* _Teks Bacaan_:
Friday, 2 April 2010

Demokrasi Tak Menyumbangkan Apa pun bagi Manusia kecuali Kehancuran

oleh Tom Finaldin


Bandung, Putera Sang Surya
Saat ini gegap gempita demokrasi begitu membahana di seantero dunia. Manusia begitu mencintai dan menganggapnya jalan keluar dari berbagai kesulitan. Sungguh hal itu merupakan kegembiraan yang berasal dari tipuan-tipuan syetan. Manusia tertipu karena melihat dengan sekadarnya sistem politik demokrasi yang tampaknya menghasilkan keberhasilan luar biasa.

Di balik itu semua, jati diri demokrasi menunjukkan keasliannya, yaitu membuat hidup manusia jadi tidak terarah dan hanya menyibukkan manusia dengan hal-hal rendah semisal materi dan kekuasaan. Syetan benar-benar beruntung.

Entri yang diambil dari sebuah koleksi
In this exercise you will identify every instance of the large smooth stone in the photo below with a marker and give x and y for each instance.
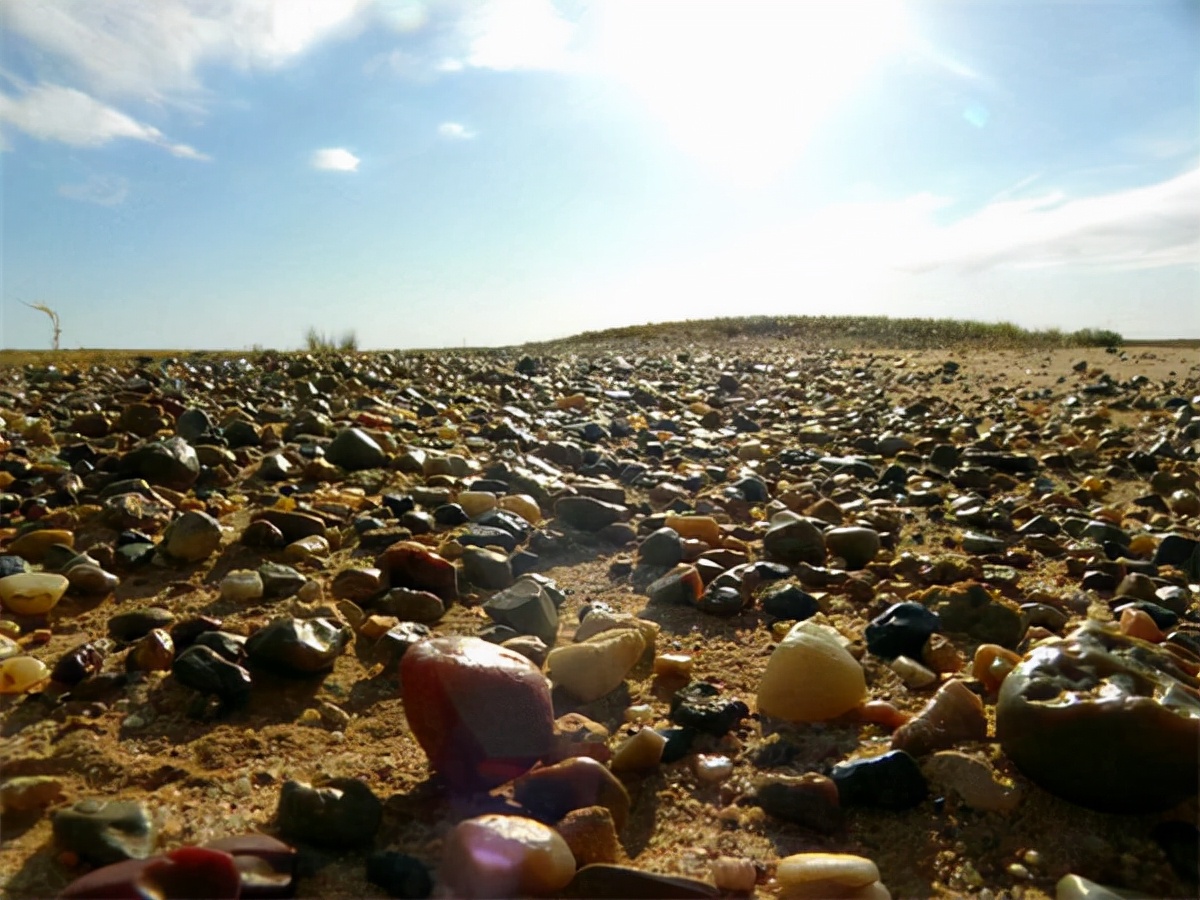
(31, 593)
(184, 873)
(1104, 720)
(526, 607)
(497, 856)
(855, 544)
(793, 541)
(810, 677)
(192, 538)
(481, 713)
(592, 669)
(354, 449)
(408, 564)
(342, 813)
(552, 791)
(105, 832)
(299, 646)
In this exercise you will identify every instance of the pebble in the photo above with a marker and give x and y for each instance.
(192, 538)
(31, 593)
(892, 780)
(597, 666)
(191, 871)
(810, 801)
(23, 675)
(972, 779)
(1050, 719)
(856, 545)
(591, 834)
(241, 586)
(342, 813)
(481, 714)
(550, 792)
(811, 677)
(299, 646)
(606, 881)
(901, 630)
(795, 540)
(952, 715)
(400, 875)
(826, 875)
(103, 832)
(27, 793)
(527, 607)
(496, 856)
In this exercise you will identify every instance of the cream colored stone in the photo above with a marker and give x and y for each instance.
(498, 856)
(641, 751)
(589, 670)
(31, 593)
(21, 675)
(811, 677)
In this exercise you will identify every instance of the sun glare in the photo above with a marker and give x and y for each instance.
(742, 85)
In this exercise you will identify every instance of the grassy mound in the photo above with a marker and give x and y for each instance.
(846, 331)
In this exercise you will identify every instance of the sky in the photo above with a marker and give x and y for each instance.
(204, 174)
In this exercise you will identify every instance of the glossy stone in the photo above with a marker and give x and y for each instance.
(483, 714)
(892, 780)
(342, 813)
(496, 856)
(901, 630)
(810, 677)
(183, 873)
(105, 832)
(1103, 720)
(31, 593)
(551, 792)
(299, 646)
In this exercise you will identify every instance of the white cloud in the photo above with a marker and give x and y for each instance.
(51, 112)
(455, 131)
(153, 51)
(101, 190)
(335, 159)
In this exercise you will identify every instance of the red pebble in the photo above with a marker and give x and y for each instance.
(481, 713)
(409, 564)
(179, 875)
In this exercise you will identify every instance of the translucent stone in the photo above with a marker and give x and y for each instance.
(22, 675)
(811, 677)
(31, 593)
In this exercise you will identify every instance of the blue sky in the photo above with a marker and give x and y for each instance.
(432, 173)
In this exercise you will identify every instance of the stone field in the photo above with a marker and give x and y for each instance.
(718, 618)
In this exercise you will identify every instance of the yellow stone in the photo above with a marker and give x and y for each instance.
(700, 527)
(31, 593)
(591, 670)
(21, 675)
(523, 505)
(34, 545)
(497, 856)
(811, 677)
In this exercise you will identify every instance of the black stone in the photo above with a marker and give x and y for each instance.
(889, 781)
(105, 832)
(789, 601)
(699, 707)
(204, 670)
(901, 630)
(342, 813)
(400, 875)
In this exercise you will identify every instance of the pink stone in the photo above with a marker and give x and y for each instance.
(481, 713)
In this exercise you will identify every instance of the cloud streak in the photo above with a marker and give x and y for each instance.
(335, 159)
(51, 112)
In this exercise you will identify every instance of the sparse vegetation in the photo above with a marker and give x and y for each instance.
(853, 330)
(319, 342)
(54, 321)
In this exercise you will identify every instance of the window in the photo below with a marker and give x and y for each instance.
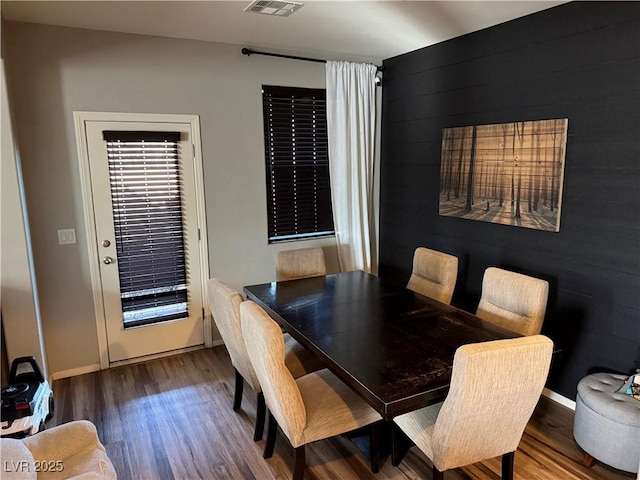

* _Instruksi Tugas_:
Jawablah pertanyaan berikut berdasarkan teks bacaan tentang demokrasi.
(a) Siapa penulis teks bacaan itu?
(b) Tanggal berapa yang tercantum di bagian paling atas teks bacaan?
(c) Menurut teks bacaan, demokrasi hanya menyibukkan manusia dengan hal-hal rendah semisal apa?

* _Jawaban Latihan_:
(a) Tom Finaldin.
(b) Jumat, 2 April 2010.
(c) Materi dan kekuasaan.